AUSGANGSTEXT:
┄┄┄┄┄┄

FDP, Die Linke, VWE, Bund  der Steuerzahler unterstützen seit Jahren die Bemühungen zur Strabs-Abschaffung 

Auch der „Verband Wohneigentum Niedersachsen e.V.“ mit seinen rund 41.000 Mitgliedern, so deren Geschäftsführer Tibor Herczeg, beschäftigt sich nach wie vor intensiv mit dem Thema „Abschaffung der Strabs“. Zur Landtagswahl im Herbst dieses Jahres wird der Verband VWE Wahlprüfsteine der Parteien veröffentlichen. Nachdem bereits der VWE, so Tibor Herczeg, bereits vor dem OVG die rechtswidrige Satzung der Stadt Springe zu wiederkehrenden Straßenausbaubeiträgen kippen konnte, wird nun am 27. März ein Normenkontrollverfahren zu den wiederkehrenden Beiträge eingereicht. Zum Ende seines Grußwortes merkte Herczeg an, „der stete Tropfen höhlt den Stein“, bleiben sie dran an dem Thema Abschaffung der Strabs.

Aus Sicht des „Bundes der Steuerzahler“, so deren Referent Jan Vermöhlen, macht die Erhebung von Straßenausbaubeiträgen keinen Sinn, weil es sich bei den Straßen, ähnlich wie bei Bundes-und Landstraßen um Allgemeingut handelt, zu deren Finanzierung auch die Allgemeinheit herangezogen werden muss. Zudem stellt die Erhebung der Beiträge einen immensen Gebührenerfassungsaufwand dar, wodurch allein bei der Stadt Hannover 27 Prozent der Einnahmen durch den Verwaltungsaufwand „verbrannt“ wurden. Auch für den BdST wird die Strabs ein zentraler Wahlprüfstein für die Landtagswahl sein.

Bereits vor fünf Jahren hat auch die Partei „Die Linke“, so deren Niedersächsische Landesvorsitzende und MdB Heidi Reichinnek, die Abschaffung in ihr Wahlprogramm aufgenommen. Wenn privates Wohneigentum zum Beispiel für die Alterssicherung im Land gewünscht ist, so Reichinnek weiter, dann darf dies nicht durch ungerechte Beiträge gebremst werden. Das Land Thüringen, wo Die Linke regiert, hat zuletzt gezeigt wie Finanzierung durch die öffentliche Hand funktioniert und läuft.

┄┄┄┄┄┄

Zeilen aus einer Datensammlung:
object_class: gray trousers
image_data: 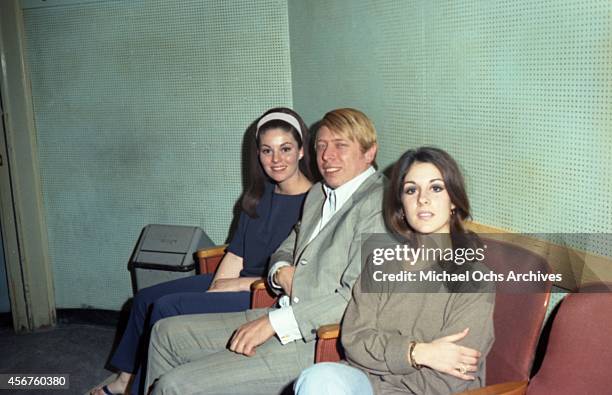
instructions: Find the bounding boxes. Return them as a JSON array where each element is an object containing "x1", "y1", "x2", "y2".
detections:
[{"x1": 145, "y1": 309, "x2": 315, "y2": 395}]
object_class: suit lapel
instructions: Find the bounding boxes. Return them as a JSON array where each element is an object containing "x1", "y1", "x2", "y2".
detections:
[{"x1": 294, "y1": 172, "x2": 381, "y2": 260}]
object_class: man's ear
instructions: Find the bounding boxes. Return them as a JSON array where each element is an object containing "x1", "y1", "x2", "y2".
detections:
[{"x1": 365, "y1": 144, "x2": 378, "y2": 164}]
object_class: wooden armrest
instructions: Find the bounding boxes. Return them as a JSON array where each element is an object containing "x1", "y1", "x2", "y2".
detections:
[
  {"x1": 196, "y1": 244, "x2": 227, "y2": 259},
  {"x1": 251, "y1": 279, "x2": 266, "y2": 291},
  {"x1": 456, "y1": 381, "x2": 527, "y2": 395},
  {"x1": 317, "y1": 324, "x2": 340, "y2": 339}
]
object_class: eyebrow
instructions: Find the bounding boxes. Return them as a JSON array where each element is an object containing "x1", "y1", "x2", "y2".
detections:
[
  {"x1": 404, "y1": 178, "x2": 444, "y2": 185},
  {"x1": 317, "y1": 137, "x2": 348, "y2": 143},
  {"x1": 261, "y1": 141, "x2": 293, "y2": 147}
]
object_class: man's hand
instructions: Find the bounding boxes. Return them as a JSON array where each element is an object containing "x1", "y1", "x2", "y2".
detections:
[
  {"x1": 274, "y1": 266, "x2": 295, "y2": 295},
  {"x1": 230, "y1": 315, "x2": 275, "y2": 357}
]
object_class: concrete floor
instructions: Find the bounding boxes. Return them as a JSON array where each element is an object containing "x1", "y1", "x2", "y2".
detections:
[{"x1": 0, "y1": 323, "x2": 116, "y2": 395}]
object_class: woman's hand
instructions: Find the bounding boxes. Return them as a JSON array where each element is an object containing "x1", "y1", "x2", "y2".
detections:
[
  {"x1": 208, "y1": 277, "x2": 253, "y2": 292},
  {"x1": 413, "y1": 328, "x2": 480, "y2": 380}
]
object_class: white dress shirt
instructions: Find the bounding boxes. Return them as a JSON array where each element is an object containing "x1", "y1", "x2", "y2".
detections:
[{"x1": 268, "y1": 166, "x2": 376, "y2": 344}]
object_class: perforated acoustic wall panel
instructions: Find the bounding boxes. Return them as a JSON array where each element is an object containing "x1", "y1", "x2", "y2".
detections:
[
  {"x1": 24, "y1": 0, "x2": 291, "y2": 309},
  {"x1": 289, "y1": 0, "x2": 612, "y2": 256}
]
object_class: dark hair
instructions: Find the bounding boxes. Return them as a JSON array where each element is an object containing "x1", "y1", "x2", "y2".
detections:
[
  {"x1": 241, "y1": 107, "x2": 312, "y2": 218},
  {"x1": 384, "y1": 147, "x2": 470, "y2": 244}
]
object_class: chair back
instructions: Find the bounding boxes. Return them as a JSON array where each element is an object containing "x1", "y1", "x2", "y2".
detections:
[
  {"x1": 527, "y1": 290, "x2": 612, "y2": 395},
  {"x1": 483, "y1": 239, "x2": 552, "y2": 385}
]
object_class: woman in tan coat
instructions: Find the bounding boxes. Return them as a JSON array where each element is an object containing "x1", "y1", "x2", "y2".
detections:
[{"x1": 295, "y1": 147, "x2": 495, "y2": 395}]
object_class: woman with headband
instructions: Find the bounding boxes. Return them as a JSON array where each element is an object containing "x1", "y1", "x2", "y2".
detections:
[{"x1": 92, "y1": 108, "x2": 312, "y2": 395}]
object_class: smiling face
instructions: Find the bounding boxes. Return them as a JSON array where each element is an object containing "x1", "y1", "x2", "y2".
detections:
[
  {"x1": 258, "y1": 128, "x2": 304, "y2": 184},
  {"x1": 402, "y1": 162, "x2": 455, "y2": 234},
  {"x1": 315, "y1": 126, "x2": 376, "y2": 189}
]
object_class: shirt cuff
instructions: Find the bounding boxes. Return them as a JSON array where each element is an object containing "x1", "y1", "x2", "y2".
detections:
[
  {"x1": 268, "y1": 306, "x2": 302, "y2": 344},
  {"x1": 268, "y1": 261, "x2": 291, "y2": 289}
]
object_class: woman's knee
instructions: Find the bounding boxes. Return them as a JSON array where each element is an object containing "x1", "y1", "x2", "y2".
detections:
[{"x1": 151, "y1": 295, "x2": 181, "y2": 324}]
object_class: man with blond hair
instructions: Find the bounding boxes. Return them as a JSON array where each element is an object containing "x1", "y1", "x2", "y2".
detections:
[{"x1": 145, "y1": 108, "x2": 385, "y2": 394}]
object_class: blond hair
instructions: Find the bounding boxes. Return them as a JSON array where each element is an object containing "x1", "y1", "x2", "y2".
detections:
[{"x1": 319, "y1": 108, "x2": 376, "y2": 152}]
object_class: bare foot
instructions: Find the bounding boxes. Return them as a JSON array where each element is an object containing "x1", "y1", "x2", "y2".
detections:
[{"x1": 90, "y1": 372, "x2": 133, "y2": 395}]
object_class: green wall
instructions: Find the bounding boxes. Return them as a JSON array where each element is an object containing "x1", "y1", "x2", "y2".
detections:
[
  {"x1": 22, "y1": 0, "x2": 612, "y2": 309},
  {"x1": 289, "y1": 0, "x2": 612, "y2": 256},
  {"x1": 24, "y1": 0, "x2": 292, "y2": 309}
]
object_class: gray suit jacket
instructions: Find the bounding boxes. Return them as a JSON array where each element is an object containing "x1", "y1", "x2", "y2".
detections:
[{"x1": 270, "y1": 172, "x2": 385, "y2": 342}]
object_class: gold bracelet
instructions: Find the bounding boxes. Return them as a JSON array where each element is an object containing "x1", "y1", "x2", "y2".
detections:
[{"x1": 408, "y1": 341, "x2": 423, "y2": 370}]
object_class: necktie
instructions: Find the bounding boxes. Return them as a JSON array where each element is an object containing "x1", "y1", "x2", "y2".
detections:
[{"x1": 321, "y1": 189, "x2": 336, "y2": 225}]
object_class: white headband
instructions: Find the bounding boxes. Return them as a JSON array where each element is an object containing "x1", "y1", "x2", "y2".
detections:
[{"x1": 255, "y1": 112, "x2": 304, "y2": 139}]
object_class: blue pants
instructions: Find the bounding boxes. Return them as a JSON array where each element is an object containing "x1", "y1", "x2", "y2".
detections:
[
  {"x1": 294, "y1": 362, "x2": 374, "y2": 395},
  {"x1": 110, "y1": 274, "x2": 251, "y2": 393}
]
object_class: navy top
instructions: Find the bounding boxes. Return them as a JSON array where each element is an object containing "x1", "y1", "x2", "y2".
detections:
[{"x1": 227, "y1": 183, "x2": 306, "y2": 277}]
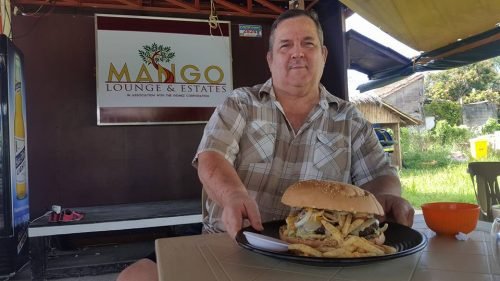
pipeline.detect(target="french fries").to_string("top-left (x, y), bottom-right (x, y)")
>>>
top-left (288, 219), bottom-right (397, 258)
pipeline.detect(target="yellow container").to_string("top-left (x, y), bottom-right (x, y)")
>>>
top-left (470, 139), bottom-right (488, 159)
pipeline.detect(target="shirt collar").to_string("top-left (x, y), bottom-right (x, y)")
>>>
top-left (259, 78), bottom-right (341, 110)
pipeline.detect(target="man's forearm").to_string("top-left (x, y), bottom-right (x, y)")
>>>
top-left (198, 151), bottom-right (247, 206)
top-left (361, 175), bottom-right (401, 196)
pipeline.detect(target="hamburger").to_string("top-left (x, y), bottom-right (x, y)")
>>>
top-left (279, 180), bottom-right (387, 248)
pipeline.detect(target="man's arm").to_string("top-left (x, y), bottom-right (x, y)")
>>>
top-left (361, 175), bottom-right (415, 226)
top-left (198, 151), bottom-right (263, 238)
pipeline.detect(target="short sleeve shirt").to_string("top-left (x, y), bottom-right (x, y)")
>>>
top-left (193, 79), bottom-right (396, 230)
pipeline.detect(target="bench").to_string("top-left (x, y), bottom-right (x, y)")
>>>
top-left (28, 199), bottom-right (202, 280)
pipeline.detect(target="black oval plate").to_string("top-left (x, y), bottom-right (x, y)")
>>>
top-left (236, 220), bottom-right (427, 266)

┄┄┄┄┄┄

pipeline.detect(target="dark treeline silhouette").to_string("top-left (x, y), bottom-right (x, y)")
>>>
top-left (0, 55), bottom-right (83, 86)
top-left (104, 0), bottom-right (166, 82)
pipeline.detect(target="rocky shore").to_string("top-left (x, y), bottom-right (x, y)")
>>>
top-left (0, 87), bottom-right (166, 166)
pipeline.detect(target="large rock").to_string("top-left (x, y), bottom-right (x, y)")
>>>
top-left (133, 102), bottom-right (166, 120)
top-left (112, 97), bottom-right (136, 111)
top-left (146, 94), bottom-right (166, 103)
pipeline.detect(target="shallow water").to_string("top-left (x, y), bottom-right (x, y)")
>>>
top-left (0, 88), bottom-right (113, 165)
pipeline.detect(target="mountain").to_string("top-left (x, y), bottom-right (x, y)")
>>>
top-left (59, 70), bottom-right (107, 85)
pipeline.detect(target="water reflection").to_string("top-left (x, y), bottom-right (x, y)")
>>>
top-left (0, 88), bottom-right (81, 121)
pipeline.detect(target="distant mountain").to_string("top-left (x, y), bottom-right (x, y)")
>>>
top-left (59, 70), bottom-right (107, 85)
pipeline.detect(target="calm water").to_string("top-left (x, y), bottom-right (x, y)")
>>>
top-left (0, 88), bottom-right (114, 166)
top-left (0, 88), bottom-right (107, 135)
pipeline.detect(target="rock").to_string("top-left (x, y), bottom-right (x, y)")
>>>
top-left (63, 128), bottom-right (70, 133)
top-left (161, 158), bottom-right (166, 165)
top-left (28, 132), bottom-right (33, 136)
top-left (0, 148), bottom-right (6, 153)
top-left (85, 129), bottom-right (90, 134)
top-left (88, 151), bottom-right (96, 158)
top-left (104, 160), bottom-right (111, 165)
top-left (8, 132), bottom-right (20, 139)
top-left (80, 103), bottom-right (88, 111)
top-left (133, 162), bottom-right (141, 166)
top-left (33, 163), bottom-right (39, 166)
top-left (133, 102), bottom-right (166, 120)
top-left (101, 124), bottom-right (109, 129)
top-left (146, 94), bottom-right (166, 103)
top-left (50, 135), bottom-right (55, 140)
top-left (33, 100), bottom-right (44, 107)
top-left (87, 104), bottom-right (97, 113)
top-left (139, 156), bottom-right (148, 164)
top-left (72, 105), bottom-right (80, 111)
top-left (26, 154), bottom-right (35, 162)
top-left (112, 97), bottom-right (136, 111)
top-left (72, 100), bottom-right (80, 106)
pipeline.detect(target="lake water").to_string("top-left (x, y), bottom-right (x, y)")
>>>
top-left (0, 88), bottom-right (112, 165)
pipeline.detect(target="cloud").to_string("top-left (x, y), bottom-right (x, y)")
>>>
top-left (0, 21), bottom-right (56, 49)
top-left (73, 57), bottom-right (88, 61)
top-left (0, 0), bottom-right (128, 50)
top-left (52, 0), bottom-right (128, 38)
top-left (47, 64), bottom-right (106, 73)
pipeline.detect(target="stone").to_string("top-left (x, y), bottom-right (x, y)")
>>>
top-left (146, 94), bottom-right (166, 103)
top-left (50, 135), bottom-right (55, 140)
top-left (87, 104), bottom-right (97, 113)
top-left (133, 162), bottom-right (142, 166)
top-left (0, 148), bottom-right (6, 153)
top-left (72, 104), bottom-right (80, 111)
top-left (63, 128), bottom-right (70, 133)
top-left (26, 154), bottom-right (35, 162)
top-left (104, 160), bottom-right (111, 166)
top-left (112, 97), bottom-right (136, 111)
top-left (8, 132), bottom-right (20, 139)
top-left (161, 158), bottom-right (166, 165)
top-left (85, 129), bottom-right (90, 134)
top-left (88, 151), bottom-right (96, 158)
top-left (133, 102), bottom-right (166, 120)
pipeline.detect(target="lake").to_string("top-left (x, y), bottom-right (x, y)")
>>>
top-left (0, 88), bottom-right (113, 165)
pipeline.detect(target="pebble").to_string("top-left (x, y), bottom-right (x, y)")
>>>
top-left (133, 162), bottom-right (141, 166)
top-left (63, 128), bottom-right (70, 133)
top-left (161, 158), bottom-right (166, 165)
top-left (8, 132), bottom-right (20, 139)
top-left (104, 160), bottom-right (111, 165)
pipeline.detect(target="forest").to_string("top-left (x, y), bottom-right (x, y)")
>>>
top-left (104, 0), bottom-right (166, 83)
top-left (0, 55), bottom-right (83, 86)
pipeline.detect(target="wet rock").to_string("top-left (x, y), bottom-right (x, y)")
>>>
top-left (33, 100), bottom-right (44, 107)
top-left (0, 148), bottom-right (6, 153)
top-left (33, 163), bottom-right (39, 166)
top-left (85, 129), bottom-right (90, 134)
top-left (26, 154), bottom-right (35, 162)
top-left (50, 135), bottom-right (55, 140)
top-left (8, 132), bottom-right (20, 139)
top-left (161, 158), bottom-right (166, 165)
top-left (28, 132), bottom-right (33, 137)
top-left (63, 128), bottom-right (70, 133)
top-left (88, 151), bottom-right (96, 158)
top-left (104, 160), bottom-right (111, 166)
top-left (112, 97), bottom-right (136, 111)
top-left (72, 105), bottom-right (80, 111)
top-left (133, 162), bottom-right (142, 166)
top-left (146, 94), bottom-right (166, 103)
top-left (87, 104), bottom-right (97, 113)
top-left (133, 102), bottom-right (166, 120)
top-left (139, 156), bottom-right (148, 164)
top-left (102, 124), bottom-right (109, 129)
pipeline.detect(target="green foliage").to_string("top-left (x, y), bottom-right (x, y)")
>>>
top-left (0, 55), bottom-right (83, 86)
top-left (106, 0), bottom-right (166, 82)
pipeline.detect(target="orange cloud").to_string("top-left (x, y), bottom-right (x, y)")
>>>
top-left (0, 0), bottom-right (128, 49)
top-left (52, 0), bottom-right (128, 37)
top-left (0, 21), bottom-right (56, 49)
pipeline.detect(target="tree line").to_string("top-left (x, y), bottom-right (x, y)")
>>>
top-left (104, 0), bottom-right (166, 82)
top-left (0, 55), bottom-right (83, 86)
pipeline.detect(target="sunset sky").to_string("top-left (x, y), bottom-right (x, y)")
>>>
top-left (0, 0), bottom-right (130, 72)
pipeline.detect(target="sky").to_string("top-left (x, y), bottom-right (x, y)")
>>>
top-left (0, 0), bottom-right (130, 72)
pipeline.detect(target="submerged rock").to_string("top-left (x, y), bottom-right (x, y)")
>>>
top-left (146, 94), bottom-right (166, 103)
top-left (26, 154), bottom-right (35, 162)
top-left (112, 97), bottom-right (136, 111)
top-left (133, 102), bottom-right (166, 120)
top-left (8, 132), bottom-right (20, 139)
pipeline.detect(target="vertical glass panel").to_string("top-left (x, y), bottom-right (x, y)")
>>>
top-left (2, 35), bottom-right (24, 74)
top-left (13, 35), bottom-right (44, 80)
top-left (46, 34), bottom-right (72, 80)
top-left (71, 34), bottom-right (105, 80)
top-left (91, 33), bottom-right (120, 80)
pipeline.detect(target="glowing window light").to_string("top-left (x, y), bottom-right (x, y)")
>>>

┄┄┄┄┄┄

DEINE AUFGABE:
Schreibe aus dem Text zur Strabs-Abschaffung den Abschnitt wortgetreu ab, der mit „FDP, Die Linke, VWE, Bund  der“ beginnt und bis einschließlich „Abschaffung der Strabs.“ reicht.

SCHRIFTLICHE LÖSUNG:
FDP, Die Linke, VWE, Bund  der Steuerzahler unterstützen seit Jahren die Bemühungen zur Strabs-Abschaffung 

Auch der „Verband Wohneigentum Niedersachsen e.V.“ mit seinen rund 41.000 Mitgliedern, so deren Geschäftsführer Tibor Herczeg, beschäftigt sich nach wie vor intensiv mit dem Thema „Abschaffung der Strabs“. Zur Landtagswahl im Herbst dieses Jahres wird der Verband VWE Wahlprüfsteine der Parteien veröffentlichen. Nachdem bereits der VWE, so Tibor Herczeg, bereits vor dem OVG die rechtswidrige Satzung der Stadt Springe zu wiederkehrenden Straßenausbaubeiträgen kippen konnte, wird nun am 27. März ein Normenkontrollverfahren zu den wiederkehrenden Beiträge eingereicht. Zum Ende seines Grußwortes merkte Herczeg an, „der stete Tropfen höhlt den Stein“, bleiben sie dran an dem Thema Abschaffung der Strabs.